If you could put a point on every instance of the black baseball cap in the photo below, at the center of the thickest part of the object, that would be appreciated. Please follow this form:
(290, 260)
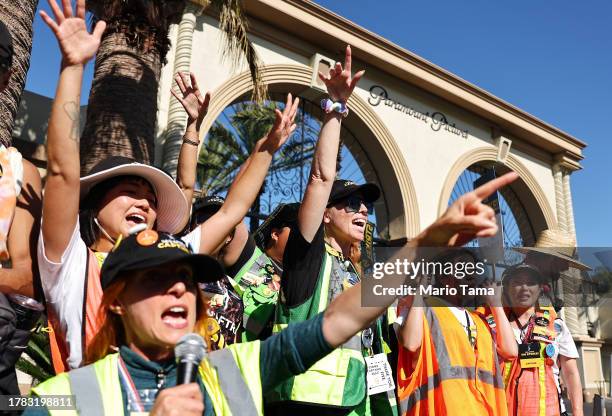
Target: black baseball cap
(6, 46)
(343, 188)
(284, 215)
(151, 249)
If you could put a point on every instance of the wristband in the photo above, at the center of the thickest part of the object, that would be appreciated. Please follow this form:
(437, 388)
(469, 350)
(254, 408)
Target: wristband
(339, 107)
(191, 142)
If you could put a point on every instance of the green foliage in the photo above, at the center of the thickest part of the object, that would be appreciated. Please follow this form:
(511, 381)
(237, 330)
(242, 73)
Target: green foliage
(229, 145)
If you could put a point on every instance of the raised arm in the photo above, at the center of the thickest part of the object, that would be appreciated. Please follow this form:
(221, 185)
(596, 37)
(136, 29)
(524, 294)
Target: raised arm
(245, 189)
(466, 219)
(339, 85)
(571, 376)
(23, 236)
(410, 335)
(196, 107)
(61, 202)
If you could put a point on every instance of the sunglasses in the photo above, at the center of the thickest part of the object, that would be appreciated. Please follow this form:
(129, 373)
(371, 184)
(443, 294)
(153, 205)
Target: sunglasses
(353, 204)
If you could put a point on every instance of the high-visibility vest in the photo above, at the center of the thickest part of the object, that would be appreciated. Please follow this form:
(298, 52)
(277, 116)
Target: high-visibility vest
(230, 376)
(533, 391)
(450, 376)
(90, 323)
(338, 379)
(256, 285)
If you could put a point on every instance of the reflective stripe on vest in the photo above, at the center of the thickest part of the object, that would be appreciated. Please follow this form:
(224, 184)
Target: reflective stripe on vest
(232, 383)
(532, 390)
(87, 392)
(256, 314)
(107, 379)
(438, 362)
(221, 374)
(337, 379)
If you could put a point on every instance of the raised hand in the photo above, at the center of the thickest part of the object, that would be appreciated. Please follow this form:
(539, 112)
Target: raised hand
(339, 83)
(467, 218)
(76, 43)
(192, 100)
(283, 126)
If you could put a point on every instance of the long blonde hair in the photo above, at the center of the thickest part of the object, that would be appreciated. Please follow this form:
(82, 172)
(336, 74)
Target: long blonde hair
(112, 334)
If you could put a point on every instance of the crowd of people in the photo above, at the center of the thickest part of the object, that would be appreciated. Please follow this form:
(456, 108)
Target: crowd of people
(129, 263)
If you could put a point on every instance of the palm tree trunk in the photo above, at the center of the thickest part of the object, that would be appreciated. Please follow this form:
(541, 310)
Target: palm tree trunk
(18, 16)
(122, 105)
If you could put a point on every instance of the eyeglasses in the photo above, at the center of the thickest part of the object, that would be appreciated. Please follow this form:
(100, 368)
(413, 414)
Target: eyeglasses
(353, 204)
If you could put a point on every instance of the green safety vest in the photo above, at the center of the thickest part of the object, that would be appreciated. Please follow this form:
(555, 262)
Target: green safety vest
(230, 376)
(338, 379)
(255, 285)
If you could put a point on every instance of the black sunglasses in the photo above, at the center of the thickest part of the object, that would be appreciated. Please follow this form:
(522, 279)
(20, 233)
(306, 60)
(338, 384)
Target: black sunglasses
(353, 204)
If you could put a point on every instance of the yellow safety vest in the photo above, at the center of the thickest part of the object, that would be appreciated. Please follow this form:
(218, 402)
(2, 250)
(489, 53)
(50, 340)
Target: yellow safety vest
(230, 376)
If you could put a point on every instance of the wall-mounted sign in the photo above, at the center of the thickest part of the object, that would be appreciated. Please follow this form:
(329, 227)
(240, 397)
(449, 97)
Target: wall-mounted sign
(436, 120)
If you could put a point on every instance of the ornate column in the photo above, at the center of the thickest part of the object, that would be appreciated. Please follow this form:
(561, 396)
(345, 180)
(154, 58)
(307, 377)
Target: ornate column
(569, 209)
(177, 118)
(560, 197)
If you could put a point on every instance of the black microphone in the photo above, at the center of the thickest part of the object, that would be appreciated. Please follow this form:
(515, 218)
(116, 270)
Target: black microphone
(189, 352)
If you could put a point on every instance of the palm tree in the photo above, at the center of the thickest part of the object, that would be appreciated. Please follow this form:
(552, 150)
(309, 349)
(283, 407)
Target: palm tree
(18, 17)
(122, 107)
(229, 144)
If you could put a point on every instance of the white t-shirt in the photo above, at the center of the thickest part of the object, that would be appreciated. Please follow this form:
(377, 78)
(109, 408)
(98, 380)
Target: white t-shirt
(564, 345)
(458, 312)
(63, 285)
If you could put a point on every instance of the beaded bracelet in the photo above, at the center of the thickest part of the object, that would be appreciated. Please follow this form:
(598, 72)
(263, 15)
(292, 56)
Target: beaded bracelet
(339, 107)
(191, 142)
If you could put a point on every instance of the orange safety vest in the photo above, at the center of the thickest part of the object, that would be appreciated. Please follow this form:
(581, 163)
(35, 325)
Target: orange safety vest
(92, 299)
(450, 376)
(533, 391)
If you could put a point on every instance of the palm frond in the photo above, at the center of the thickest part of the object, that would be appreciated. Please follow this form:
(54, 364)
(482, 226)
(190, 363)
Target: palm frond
(234, 26)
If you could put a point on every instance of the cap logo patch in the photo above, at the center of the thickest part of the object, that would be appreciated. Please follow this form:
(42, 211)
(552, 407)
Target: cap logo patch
(147, 237)
(171, 243)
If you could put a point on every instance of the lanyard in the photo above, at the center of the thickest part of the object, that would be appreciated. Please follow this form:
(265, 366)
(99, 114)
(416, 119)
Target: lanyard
(130, 388)
(527, 329)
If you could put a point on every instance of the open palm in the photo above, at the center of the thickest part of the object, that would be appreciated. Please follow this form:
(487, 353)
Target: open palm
(284, 124)
(340, 83)
(76, 43)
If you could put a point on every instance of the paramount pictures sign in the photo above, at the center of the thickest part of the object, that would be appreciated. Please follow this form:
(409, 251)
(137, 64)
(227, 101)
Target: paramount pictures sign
(436, 120)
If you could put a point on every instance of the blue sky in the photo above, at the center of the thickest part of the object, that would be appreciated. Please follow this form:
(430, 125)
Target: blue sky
(553, 62)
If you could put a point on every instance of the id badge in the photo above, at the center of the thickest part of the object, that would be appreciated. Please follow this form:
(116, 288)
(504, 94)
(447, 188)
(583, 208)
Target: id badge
(529, 355)
(378, 376)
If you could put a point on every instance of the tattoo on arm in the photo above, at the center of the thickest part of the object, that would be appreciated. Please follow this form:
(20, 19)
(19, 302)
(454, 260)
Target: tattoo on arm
(72, 111)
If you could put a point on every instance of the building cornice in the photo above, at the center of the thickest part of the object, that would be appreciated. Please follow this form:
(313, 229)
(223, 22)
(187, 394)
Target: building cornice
(318, 26)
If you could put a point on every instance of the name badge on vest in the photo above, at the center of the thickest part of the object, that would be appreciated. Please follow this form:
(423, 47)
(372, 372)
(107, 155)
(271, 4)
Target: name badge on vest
(378, 376)
(529, 355)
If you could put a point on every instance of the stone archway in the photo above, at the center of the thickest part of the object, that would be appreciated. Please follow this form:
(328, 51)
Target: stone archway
(398, 215)
(533, 197)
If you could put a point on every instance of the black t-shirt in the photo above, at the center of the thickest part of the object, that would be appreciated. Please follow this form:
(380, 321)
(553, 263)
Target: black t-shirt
(225, 308)
(301, 265)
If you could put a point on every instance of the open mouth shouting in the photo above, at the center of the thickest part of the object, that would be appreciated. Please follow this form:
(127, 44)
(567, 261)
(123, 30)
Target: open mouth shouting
(135, 219)
(175, 317)
(359, 223)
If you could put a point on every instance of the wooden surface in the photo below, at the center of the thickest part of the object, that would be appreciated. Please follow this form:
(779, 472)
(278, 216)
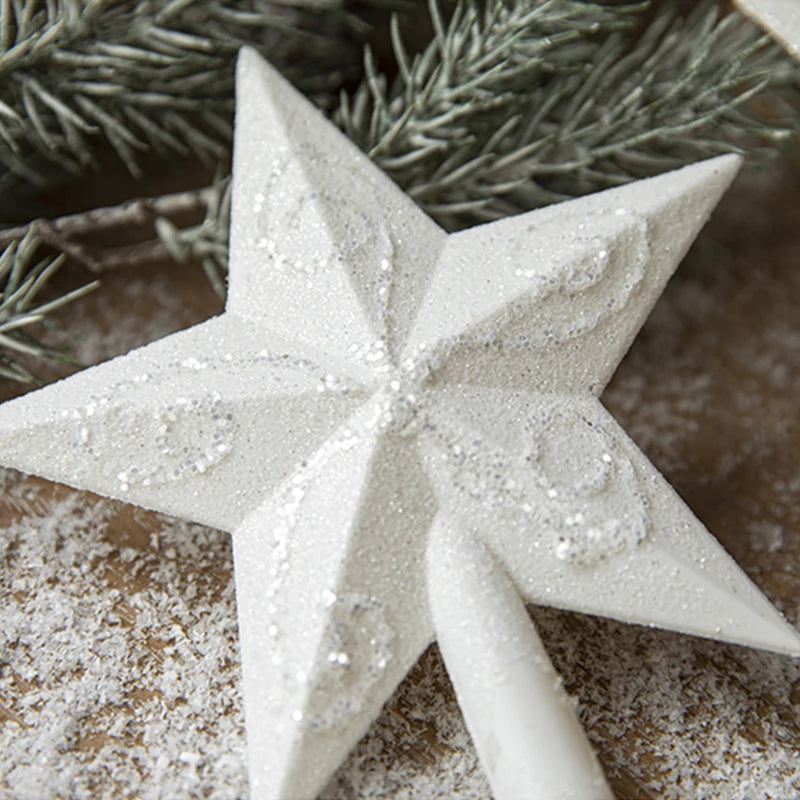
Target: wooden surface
(710, 390)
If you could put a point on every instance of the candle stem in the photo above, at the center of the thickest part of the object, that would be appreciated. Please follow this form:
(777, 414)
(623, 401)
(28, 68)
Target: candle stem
(517, 712)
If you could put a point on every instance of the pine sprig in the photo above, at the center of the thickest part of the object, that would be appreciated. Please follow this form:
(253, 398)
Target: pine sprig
(511, 108)
(23, 278)
(206, 242)
(138, 75)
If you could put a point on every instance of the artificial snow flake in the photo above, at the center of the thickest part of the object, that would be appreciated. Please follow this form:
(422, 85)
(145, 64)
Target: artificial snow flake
(780, 17)
(402, 430)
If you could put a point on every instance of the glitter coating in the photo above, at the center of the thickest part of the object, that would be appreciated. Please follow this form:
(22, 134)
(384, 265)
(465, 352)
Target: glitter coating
(381, 399)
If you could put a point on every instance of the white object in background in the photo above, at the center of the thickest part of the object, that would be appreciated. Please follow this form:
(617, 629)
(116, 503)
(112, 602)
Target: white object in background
(780, 17)
(402, 430)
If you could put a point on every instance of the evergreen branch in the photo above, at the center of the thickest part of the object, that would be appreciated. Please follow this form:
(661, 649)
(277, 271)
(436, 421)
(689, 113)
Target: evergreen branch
(23, 279)
(139, 75)
(516, 107)
(66, 232)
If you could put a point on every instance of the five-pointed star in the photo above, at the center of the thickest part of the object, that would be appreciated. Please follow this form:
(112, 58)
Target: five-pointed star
(779, 17)
(402, 430)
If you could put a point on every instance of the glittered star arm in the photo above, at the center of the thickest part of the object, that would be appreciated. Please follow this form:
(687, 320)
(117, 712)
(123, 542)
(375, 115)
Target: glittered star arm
(322, 241)
(330, 590)
(199, 424)
(582, 520)
(551, 300)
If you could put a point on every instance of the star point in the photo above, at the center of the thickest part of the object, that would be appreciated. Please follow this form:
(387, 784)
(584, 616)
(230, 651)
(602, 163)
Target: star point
(401, 429)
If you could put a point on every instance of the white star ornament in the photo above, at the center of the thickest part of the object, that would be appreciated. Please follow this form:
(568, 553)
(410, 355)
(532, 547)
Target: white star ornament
(780, 17)
(402, 430)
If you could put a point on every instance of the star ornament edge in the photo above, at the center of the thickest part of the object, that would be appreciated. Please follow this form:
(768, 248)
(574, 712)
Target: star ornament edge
(289, 718)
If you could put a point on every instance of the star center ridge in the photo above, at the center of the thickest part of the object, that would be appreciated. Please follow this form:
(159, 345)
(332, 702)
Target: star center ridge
(399, 394)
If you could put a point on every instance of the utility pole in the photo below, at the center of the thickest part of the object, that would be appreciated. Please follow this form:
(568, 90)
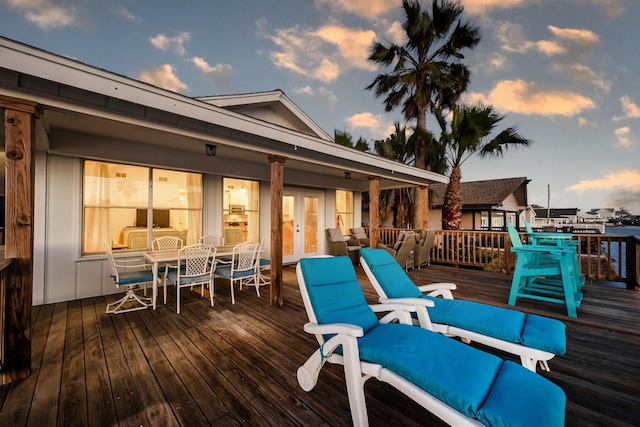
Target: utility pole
(548, 204)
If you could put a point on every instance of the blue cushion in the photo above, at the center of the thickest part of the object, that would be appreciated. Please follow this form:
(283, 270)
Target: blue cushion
(509, 325)
(453, 372)
(173, 278)
(520, 397)
(485, 319)
(334, 291)
(390, 275)
(545, 334)
(133, 277)
(477, 384)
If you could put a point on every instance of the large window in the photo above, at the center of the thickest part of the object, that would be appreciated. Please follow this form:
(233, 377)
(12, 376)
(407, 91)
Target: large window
(344, 211)
(241, 210)
(129, 206)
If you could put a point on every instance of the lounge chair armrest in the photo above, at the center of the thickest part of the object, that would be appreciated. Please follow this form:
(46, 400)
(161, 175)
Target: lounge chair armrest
(334, 328)
(410, 305)
(436, 286)
(438, 289)
(353, 242)
(542, 249)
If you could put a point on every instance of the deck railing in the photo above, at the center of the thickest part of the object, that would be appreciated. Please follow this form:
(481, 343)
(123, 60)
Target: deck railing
(613, 258)
(5, 279)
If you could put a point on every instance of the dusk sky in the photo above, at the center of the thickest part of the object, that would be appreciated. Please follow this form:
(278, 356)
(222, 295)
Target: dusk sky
(564, 72)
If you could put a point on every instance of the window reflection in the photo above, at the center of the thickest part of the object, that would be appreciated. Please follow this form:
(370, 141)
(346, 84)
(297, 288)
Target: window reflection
(123, 203)
(241, 210)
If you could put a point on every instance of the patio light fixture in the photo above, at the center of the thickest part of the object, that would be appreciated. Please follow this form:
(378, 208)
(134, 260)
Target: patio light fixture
(211, 150)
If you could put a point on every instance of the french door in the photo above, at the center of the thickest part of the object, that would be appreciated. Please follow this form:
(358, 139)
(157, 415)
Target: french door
(302, 222)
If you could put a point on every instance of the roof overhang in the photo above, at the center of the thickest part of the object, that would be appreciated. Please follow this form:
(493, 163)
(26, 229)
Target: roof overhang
(90, 112)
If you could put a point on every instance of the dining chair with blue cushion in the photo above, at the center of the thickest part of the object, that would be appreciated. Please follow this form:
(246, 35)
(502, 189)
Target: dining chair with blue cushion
(458, 383)
(242, 268)
(130, 274)
(194, 267)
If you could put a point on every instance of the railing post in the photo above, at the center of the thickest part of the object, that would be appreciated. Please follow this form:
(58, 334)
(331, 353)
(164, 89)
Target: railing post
(374, 205)
(19, 127)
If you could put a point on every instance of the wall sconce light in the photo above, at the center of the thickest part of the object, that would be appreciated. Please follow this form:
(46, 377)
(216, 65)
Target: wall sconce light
(211, 150)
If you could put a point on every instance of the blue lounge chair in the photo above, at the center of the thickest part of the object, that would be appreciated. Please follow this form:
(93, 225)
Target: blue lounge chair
(535, 339)
(459, 384)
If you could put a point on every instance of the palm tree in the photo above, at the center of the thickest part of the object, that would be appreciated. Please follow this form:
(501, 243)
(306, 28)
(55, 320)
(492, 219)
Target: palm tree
(427, 73)
(470, 133)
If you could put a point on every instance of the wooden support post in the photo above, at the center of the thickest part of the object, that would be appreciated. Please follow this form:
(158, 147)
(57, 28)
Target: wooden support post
(277, 179)
(19, 126)
(374, 209)
(424, 198)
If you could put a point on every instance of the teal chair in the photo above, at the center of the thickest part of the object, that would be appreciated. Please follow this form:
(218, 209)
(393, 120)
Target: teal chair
(545, 273)
(556, 239)
(458, 383)
(130, 276)
(534, 339)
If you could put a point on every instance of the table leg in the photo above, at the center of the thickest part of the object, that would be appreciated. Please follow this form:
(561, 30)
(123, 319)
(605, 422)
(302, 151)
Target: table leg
(154, 268)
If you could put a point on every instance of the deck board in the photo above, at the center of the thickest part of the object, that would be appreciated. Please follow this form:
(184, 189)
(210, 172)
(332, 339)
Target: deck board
(236, 364)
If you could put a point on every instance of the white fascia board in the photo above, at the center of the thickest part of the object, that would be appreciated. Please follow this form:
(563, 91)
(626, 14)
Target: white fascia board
(45, 65)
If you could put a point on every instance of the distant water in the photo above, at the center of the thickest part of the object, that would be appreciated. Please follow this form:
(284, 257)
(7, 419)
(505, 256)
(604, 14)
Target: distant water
(631, 230)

§ Prompt
Rewrite everything from the line containing "the wooden support" down to the end of the records as a Markdown table with the columns No. and Text, with one numbered row per line and blank lines left out.

§ Final answer
| No. | Text |
|---|---|
| 1 | If you could put a point on every instance of the wooden support post in the photo above, at the center of the thickest part of the object, that would be appreciated. Please follow this form: |
| 2 | (158, 147) |
| 3 | (57, 28) |
| 4 | Target: wooden support post |
| 5 | (277, 179) |
| 6 | (19, 126) |
| 7 | (374, 209) |
| 8 | (424, 198) |
| 9 | If you could put a point on every instance of the teal chair in the photo above, at the center of the thickest part of the object, that would be appreciated. Please follow this form: |
| 10 | (218, 209) |
| 11 | (393, 120) |
| 12 | Target: teal chair |
| 13 | (545, 273) |
| 14 | (556, 239) |
| 15 | (458, 383) |
| 16 | (130, 276) |
| 17 | (534, 339) |
| 18 | If you could put a point on every instance of the table leg in the photo above, at the center of the thickest part of the object, that would be appreciated. Please follow this form: |
| 19 | (561, 30) |
| 20 | (123, 319) |
| 21 | (605, 422) |
| 22 | (302, 151) |
| 23 | Target: table leg |
| 24 | (154, 268) |
| 25 | If you could put a point on every instance of the deck board in the photo above, at the center of the thickest part of the object, that would be appreciated. Please follow this form: |
| 26 | (184, 189) |
| 27 | (210, 172) |
| 28 | (332, 339) |
| 29 | Target: deck board |
| 30 | (236, 364) |
| 31 | If you could put a point on every instance of the white fascia board in the photo above, at the center of the thickest part of the object, that would be appreciated. Please follow this form: |
| 32 | (563, 91) |
| 33 | (626, 14) |
| 34 | Target: white fascia board |
| 35 | (45, 65) |
| 36 | If you could put a point on every instance of the distant water in the photo above, at the center of the thickest part of the object, that would be appreciated. Please follow this form: |
| 37 | (284, 257) |
| 38 | (7, 419) |
| 39 | (505, 256) |
| 40 | (604, 14) |
| 41 | Target: distant water |
| 42 | (631, 230) |